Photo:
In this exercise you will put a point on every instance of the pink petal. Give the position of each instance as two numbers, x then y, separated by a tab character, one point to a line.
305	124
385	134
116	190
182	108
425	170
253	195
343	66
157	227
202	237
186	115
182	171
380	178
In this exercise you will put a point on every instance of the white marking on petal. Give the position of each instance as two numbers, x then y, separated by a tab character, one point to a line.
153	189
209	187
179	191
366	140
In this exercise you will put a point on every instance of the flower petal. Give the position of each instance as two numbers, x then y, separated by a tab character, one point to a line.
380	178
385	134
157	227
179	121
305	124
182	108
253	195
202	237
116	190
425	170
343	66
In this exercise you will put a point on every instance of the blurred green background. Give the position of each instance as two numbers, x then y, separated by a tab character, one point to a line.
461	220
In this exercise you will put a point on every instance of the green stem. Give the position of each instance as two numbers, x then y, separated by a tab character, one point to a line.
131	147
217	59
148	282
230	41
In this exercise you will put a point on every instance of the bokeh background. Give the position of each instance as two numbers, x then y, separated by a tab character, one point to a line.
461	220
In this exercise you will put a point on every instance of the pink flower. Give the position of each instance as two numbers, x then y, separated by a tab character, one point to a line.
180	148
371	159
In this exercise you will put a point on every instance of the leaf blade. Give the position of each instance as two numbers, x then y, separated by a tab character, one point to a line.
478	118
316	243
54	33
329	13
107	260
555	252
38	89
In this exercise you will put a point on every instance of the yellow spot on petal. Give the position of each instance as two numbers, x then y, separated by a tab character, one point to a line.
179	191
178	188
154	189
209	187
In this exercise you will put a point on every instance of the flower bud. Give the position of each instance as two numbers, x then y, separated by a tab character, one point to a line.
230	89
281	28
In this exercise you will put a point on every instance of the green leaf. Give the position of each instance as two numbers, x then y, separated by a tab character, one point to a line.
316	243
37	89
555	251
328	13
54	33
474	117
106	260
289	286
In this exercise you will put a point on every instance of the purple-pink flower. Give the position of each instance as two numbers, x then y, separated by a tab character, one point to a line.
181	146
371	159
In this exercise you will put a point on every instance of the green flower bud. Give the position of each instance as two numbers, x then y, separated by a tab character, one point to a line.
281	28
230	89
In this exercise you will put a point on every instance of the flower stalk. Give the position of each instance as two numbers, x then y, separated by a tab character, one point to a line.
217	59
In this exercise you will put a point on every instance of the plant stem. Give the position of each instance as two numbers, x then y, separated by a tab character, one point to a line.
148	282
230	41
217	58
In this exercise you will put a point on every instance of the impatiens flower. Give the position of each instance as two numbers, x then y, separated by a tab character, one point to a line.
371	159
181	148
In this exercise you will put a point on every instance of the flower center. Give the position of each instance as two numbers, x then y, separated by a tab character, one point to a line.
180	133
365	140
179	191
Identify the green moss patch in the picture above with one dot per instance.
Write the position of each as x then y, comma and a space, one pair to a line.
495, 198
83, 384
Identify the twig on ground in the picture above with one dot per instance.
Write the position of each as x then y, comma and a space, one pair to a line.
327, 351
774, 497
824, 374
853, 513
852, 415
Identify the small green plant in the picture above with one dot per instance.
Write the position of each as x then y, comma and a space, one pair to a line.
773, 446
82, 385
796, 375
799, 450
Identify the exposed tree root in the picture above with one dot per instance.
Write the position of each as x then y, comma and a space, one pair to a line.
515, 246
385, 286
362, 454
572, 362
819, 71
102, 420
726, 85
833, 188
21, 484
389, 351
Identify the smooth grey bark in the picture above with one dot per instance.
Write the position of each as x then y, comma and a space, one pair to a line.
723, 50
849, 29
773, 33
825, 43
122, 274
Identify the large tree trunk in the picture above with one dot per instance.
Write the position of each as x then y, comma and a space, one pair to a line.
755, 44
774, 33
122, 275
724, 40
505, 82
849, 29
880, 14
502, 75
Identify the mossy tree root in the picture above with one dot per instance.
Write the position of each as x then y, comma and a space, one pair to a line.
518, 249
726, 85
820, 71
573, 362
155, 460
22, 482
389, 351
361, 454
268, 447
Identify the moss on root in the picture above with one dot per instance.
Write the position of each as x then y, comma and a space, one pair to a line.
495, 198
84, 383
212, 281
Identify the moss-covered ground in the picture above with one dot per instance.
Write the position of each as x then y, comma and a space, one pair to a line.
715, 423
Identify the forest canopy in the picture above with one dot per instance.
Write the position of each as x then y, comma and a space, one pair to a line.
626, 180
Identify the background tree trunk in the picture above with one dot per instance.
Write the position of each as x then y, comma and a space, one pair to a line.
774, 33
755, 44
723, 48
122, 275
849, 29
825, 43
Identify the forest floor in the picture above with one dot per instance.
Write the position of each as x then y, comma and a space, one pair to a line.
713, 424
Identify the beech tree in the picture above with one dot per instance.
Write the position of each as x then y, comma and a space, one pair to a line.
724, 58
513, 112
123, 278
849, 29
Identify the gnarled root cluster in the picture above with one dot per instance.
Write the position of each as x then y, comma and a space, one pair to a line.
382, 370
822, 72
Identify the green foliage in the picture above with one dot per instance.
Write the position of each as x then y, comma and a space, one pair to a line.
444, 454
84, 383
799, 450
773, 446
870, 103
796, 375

────────────────────────────────────────

Exercise ▸ Rewrite all of the lines above as a two-column CSV with the headers "request" and "answer", one row for each request. Put the request's text and its answer each in one quoted field, and turn line breaks into spaces.

Written solution ▸
request,answer
"Photo: In this exercise you will put a point on every instance of the pink petal. Give the position of each instance as two numbers, x then y, separated by a tab character, one point to a line.","305	124 385	134 116	190 182	108 425	170 253	195 343	66 157	227 202	237 186	115 182	171 380	178"
"In this exercise you will put a point on every instance of the white marking on petal. Give the position of each instance as two numbers, x then y, separated by a tab character, one point to a line.","153	189 209	187 179	191 366	140"
"In this exercise you will put a point on every instance of the flower petal. Give the position of each instance as two numbers, x then y, separated by a tab character, one point to a line.","380	178 385	134 157	227 179	121 305	124 182	108 253	195 202	237 116	190 425	170 343	66"
"In this exercise you will put a point on every instance of the blurred green background. Give the position of each instance as two numbers, x then y, separated by a tab character, one point to a line.","461	220"
"In this exercise you will put a point on every instance of the green stem. Give the position of each instance as two numbers, x then y, separated by a tab character, one point to a line.","131	147 217	59 148	282 230	41"
"In this exercise you will put a point on every instance of the bokeh background. Give the position of each instance as two numbers, x then y, separated by a tab character, one point to a line.","461	220"
"In this exercise you will put a point on every instance of the pink flower. Give the position of each instance as two numbers, x then y, separated by a tab character, one point to a line.","180	148 371	159"
"In this exercise you will put a point on every instance of the leaf blade. Give the position of each instance as two numbers, x then y, separated by a tab character, one point to a line.","478	118 316	243 54	33 329	13 107	260 555	252 38	89"
"In this exercise you will put a point on every instance of the yellow spot on petal. Give the position of each instance as two numbers, x then y, separated by a tab character, one point to a line.","179	191 178	188 154	189 209	187"
"In this exercise you will put a point on every instance of the flower bud. Give the position of each instance as two numbers, x then y, separated by a tab character, one point to a line.","230	89 281	28"
"In this exercise you will put a point on every instance of the green leaf. Give the position of each instance as two numbers, x then y, separated by a tab character, one point to a line.","316	243 37	89 555	251 328	13 54	33 474	117 106	260 289	286"
"In this exercise you will put a point on every instance of the purple-pink flower. Give the position of each instance as two numbers, x then y, separated by a tab character, one point to a line.","181	146 371	159"
"In this exercise you will put a point on every instance of the green flower bud. Give the position of each instance as two numbers, x then y, separated by a tab character, one point to a line.","281	28 230	89"
"In this exercise you will put a point on every instance of the flower stalk. Give the position of each instance as two numbers, x then y, separated by a tab character, one point to a line.","217	59"
"In this exercise you will put a point on every instance of the plant stem. Give the position of each instance as two numbers, x then y, separated by a tab character, one point to a line.","148	282 230	41 217	58"
"In this exercise you will put a point on every instance of the impatiens flower. Give the position of each instance as two numbers, x then y, separated by a tab character, one point to a line.","371	159 181	148"
"In this exercise you will put a point on every instance of the flower center. Give the position of each instance as two numbers, x then y, separated by a tab character, one point to a line.","180	133 365	140 179	191"
"Identify the green moss patch in the picture above with one dot per instance. Write the position of each as x then y, comma and a space, one pair to a line.","495, 198 83, 384"
"Identify the twig on ground in the picture above with one dot per instance. Write the position of each as x then y, comma and a space, one pair to a line.","327, 351 774, 497 824, 374 853, 513 852, 415"
"Identify the small green plant in the picture above with one dot per instance. Write the position of each as x then y, comma and a space, one pair to a line.","773, 446 82, 385 796, 375 799, 450"
"Identify the exposed tree root in the picture above with one dot per instance. Write the position of each as x then y, comma and a space, one pair to a line.","515, 246 385, 286 362, 454 572, 362 819, 71 102, 420 726, 85 833, 188 21, 484 389, 351"
"Identify the smooth grey bark in the picture above with one dot per instance. Write the position of each as x then y, comma and a space, one pair to a line.","723, 50 849, 29 773, 33 825, 43 122, 274"
"Identify the large tree trunk in the picture above with one dot per instance. Write the position of each as x then y, comma and a space, one pair to a line.","755, 44 774, 33 122, 275 724, 40 505, 82 849, 29 880, 14 502, 75"
"Identify the mossy tree root in the picture above with one dot per instance. Write the position of each as x then y, comma and a space, one pair to a line.","518, 249 726, 85 820, 71 573, 362 155, 460 22, 482 389, 351 361, 454 268, 447"
"Identify the moss on root in the picture above with one dot per instance. Write the position of each as x then y, comma and a space, one pair to a line.","495, 198 84, 383 212, 281"
"Identify the moss-covered ground in the picture above with one dot per instance. Write the position of each as x then y, comma and a space, one pair to a line.","715, 423"
"Identify the forest canopy in the picture above with one dot per instance. Write the position of each as x then y, comma and a space, one pair to a line.","626, 180"
"Identify the background tree trunk in the picture above with one dot per instance. Write the position of each as x then y, comma and a space, one pair to a line.","774, 33 755, 44 723, 48 122, 275 849, 29 825, 43"
"Identify the forest floor in the picture above with one dot per instance. Write the position of each as x then y, comma and a space, one pair to a line.","713, 424"
"Identify the beech tree in the picture above with one dot per instance. Write the position of each as x then y, comma and a space, one pair to a line.","724, 58 513, 112 123, 278 849, 29"
"Identify the gnarled root cluster in the picture above with one dot per instance. Write the position of each as x then y, comma and a space, one pair to a line.","382, 370 822, 72"
"Identify the green foliage in the picture above with one dot per instance. Write the position of each as x then y, comma and a space, one pair to a line.","444, 454 84, 383 799, 450 773, 446 870, 103 796, 375"